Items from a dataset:
▼▼▼
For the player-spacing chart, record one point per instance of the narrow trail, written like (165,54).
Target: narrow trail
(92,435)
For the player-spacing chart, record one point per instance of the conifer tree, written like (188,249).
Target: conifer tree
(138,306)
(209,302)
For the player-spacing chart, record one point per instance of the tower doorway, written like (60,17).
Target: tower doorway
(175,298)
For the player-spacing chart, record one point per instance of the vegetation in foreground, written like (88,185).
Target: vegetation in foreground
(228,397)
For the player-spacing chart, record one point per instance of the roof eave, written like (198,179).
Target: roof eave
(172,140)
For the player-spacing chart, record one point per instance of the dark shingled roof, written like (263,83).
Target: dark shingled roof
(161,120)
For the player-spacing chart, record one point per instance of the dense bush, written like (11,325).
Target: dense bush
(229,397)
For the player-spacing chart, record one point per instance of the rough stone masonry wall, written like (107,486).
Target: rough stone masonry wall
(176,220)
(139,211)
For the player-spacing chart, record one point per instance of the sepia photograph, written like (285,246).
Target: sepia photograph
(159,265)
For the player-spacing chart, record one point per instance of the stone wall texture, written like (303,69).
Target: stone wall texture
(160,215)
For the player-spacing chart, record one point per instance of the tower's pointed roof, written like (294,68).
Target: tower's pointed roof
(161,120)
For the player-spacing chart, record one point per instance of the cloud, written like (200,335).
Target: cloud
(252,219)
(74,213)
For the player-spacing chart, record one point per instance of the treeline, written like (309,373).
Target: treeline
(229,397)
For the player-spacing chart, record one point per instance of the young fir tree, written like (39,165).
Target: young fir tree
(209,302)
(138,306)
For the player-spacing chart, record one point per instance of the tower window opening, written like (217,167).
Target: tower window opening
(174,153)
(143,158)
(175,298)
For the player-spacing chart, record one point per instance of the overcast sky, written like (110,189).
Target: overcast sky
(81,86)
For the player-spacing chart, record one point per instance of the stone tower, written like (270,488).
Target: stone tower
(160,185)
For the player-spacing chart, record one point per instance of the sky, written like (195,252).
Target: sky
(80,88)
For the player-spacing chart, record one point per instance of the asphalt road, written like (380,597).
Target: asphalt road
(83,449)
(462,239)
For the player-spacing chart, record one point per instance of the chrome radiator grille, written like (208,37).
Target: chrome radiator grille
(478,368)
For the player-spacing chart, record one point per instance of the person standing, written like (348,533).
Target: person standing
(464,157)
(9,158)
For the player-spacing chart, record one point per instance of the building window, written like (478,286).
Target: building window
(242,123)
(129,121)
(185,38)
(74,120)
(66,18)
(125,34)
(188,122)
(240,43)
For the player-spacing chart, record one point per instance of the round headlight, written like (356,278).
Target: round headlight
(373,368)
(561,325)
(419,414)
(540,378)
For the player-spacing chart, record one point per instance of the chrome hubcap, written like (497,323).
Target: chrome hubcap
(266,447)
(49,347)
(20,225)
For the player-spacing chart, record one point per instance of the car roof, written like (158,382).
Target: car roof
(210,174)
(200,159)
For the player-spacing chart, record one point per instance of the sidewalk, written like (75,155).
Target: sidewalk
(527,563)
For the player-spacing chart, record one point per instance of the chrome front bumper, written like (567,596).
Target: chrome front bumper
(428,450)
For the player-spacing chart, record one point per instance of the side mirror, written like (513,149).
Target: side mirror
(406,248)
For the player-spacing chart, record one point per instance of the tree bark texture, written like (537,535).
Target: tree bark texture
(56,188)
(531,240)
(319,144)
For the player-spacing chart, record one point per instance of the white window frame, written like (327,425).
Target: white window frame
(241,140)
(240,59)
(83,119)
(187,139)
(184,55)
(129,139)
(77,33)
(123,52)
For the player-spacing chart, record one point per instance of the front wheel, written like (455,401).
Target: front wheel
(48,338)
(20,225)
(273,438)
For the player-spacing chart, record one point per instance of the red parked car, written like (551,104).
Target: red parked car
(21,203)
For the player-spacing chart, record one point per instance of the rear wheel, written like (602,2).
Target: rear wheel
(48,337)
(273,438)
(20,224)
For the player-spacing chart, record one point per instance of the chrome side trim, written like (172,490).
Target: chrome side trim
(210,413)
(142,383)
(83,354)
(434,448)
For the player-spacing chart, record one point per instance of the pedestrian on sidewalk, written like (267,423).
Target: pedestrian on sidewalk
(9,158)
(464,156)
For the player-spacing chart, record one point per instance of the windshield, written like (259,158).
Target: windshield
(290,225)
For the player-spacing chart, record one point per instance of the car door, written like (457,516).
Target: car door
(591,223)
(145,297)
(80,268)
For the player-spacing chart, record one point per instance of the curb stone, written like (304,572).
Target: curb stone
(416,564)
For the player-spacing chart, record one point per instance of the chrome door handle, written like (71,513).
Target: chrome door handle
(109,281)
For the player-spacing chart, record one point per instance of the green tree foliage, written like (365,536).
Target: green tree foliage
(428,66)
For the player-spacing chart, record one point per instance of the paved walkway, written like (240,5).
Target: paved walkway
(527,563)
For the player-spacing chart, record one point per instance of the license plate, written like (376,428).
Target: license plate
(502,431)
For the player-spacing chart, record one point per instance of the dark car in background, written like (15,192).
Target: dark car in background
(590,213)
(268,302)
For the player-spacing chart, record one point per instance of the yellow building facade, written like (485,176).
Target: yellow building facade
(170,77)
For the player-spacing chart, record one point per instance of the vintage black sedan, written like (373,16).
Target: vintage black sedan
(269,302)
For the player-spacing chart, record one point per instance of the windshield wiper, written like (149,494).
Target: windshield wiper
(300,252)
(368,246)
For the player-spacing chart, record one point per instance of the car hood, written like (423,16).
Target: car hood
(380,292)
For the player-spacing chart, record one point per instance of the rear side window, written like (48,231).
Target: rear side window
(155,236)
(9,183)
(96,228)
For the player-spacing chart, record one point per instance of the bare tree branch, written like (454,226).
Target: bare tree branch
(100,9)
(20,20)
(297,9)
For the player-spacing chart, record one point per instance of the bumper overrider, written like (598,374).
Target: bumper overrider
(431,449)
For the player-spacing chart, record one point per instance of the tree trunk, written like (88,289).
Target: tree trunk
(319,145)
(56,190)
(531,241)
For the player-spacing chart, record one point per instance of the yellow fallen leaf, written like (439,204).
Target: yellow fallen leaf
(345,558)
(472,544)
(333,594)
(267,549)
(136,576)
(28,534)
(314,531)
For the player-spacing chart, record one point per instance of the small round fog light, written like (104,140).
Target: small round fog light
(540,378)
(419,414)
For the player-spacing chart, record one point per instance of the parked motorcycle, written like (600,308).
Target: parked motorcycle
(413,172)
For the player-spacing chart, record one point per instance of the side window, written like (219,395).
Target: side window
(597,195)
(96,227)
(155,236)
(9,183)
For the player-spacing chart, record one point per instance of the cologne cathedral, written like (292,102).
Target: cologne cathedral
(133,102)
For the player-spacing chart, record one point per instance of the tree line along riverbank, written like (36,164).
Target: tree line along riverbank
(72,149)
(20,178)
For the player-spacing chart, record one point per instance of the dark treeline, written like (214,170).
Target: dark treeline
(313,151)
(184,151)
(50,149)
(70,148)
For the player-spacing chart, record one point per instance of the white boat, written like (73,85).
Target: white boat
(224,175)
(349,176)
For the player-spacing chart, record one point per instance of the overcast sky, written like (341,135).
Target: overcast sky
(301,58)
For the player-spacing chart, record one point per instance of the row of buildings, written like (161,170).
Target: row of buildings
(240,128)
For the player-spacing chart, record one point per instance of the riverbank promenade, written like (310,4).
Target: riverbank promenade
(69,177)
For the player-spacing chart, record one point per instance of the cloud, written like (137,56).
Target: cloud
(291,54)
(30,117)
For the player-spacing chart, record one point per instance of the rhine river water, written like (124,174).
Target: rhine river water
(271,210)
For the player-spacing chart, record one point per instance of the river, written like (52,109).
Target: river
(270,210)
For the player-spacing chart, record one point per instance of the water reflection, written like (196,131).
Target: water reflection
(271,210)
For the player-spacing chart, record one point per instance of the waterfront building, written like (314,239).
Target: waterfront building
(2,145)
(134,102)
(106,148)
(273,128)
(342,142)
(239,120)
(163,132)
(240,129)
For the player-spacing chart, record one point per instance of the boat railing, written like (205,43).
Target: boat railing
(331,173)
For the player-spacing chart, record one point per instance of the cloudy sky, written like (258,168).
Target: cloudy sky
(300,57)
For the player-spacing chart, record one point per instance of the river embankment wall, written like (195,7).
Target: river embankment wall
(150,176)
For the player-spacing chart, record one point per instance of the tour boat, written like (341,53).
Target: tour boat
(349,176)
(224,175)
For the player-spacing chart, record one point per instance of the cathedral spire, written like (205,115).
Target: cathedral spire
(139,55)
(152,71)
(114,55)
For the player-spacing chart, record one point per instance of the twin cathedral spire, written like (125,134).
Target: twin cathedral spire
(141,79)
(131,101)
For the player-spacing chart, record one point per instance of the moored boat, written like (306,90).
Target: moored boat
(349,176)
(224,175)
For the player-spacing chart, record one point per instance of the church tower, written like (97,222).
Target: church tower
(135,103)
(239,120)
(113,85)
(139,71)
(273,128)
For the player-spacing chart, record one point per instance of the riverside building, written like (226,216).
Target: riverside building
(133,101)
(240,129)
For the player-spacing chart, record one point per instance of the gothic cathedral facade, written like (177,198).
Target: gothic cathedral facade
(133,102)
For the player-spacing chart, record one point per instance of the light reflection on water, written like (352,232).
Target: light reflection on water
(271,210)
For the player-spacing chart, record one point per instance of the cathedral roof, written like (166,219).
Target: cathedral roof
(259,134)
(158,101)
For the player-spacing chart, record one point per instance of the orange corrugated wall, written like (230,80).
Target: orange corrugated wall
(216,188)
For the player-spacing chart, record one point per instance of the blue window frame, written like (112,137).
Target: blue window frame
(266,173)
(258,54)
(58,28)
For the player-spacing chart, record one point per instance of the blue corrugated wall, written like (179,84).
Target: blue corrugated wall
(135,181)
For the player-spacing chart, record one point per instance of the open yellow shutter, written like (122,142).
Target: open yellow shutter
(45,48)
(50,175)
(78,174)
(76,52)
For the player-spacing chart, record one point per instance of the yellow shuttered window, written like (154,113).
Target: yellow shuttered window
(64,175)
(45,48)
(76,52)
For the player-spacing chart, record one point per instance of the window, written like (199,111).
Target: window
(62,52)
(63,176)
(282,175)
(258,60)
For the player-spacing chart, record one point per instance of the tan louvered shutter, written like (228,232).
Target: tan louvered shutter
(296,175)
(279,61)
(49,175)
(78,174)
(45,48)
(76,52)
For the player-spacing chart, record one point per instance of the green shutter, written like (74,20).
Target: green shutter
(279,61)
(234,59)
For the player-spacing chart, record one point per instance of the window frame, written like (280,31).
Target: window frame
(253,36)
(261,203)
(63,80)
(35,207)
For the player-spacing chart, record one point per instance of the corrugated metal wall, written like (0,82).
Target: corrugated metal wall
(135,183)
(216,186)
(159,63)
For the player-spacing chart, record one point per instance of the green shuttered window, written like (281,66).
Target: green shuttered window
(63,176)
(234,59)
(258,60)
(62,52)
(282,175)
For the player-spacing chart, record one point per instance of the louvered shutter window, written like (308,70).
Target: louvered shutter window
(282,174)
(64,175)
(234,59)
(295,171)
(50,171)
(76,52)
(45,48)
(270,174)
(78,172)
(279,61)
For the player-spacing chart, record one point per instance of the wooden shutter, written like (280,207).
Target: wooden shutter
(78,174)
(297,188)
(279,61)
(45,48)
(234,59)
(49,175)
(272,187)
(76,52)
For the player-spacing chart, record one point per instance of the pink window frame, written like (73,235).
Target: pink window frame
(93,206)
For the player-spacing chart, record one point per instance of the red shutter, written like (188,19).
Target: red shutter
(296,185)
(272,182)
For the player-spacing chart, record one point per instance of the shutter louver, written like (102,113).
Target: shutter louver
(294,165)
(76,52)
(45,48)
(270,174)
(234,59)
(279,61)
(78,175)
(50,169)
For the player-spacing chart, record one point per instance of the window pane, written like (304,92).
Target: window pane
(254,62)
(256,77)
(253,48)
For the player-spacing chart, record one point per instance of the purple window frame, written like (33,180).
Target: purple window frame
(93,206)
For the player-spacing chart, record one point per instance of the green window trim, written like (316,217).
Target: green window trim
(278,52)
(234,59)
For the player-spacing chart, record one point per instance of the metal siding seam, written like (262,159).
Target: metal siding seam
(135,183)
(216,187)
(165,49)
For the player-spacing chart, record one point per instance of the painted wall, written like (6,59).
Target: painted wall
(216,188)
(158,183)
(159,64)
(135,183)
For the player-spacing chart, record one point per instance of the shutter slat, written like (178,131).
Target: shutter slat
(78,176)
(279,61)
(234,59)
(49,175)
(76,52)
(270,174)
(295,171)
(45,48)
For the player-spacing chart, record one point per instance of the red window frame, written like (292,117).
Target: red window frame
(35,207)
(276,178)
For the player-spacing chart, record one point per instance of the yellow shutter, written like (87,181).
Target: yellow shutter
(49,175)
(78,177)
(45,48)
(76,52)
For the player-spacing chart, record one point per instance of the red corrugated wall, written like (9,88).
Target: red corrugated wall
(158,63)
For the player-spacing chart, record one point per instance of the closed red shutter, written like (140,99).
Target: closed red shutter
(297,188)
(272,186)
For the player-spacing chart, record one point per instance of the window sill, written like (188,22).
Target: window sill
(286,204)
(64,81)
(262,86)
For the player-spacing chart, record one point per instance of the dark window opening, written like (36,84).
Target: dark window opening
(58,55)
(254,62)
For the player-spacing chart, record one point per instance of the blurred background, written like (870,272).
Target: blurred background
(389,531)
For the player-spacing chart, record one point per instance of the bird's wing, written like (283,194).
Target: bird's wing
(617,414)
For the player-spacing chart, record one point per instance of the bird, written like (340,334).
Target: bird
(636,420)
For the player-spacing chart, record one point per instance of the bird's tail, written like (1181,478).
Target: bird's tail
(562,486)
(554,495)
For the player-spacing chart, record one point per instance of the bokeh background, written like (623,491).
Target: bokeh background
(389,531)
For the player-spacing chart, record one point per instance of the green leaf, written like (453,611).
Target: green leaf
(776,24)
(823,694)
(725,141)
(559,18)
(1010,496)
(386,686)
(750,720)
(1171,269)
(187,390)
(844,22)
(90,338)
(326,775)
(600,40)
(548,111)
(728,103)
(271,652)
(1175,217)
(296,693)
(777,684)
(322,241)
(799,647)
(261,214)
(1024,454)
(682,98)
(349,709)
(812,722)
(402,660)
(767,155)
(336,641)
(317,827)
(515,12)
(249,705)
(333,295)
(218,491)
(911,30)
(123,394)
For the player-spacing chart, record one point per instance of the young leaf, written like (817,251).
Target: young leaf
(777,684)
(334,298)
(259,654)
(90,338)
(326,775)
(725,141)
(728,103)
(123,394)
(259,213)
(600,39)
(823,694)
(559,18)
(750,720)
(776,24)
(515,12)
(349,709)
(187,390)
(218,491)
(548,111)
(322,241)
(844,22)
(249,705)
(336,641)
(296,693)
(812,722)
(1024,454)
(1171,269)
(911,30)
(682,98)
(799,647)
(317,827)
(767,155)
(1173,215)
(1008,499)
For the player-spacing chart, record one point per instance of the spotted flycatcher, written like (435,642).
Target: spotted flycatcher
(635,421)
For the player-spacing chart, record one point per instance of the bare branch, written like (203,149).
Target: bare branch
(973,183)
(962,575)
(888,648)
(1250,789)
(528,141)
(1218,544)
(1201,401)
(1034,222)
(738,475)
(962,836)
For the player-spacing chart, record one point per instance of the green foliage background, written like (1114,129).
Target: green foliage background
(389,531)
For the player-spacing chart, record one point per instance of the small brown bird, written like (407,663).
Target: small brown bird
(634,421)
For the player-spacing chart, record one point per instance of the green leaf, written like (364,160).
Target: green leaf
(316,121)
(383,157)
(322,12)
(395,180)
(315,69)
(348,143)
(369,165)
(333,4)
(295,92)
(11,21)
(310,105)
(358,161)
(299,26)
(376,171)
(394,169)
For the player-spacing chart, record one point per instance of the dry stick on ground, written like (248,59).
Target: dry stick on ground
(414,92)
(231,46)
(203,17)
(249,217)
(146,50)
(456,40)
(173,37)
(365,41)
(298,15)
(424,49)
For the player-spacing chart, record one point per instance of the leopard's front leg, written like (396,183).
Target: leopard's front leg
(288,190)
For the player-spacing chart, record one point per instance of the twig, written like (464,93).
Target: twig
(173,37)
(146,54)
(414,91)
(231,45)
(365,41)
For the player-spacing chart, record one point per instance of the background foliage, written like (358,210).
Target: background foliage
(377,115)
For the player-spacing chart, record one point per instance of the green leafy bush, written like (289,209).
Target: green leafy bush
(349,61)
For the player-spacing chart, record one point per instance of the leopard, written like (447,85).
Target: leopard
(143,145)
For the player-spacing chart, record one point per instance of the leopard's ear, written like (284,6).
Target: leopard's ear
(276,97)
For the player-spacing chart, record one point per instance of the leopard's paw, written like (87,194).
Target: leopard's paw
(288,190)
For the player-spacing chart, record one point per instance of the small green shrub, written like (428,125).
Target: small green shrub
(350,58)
▲▲▲
» How to complete this task:
Above are some lines. Repeat exactly, and only, those from the line that has "written like (551,104)." through the line that has "written like (304,572).".

» Your response:
For the player-spacing chart, record one point per instance of the red parked car, written like (551,104).
Target: red parked car
(21,203)
For the player-spacing chart, record one point per instance of the rear wheel, written like (602,2).
Target: rear wheel
(48,337)
(273,438)
(20,224)
For the player-spacing chart, record one point per instance of the chrome side trim, written like (172,490).
Target: chrome side trim
(210,413)
(142,383)
(83,354)
(434,448)
For the player-spacing chart, record one point per instance of the pedestrian on sidewalk, written like (267,423).
Target: pedestrian on sidewalk
(9,158)
(464,156)
For the player-spacing chart, record one point per instance of the windshield, written like (259,158).
Target: windshield
(290,225)
For the player-spacing chart, record one point per instance of the car door, written like (457,516).
Target: car door
(591,223)
(145,297)
(80,268)
For the player-spacing chart, record one point per instance of the curb stone, written like (304,572).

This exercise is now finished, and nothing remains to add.